→ **Task item**
From the material beneath, pull every line with the word "front".

→ **Records shown**
—————
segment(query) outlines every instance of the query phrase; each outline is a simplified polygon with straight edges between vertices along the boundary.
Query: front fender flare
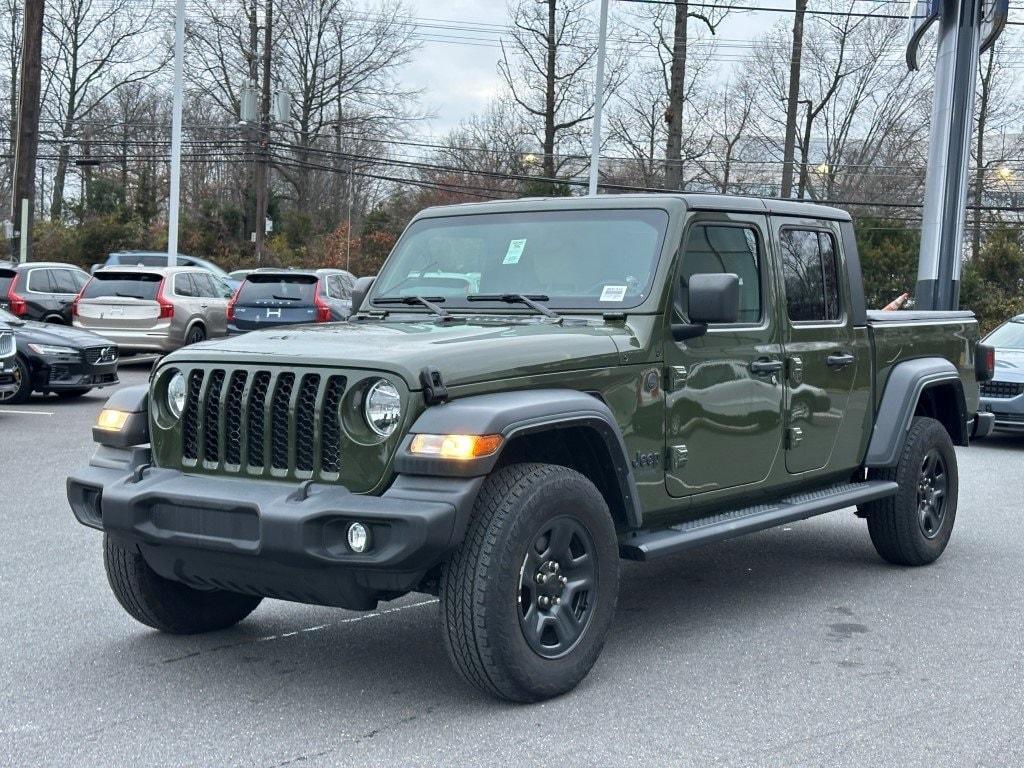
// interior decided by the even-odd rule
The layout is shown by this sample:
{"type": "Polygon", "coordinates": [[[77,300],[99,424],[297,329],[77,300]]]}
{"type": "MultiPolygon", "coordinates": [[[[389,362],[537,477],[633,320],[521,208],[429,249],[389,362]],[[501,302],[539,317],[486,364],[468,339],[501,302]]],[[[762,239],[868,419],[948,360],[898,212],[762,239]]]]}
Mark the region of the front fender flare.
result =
—————
→ **Exercise result**
Query: front fender flare
Mark the region of the front fender flare.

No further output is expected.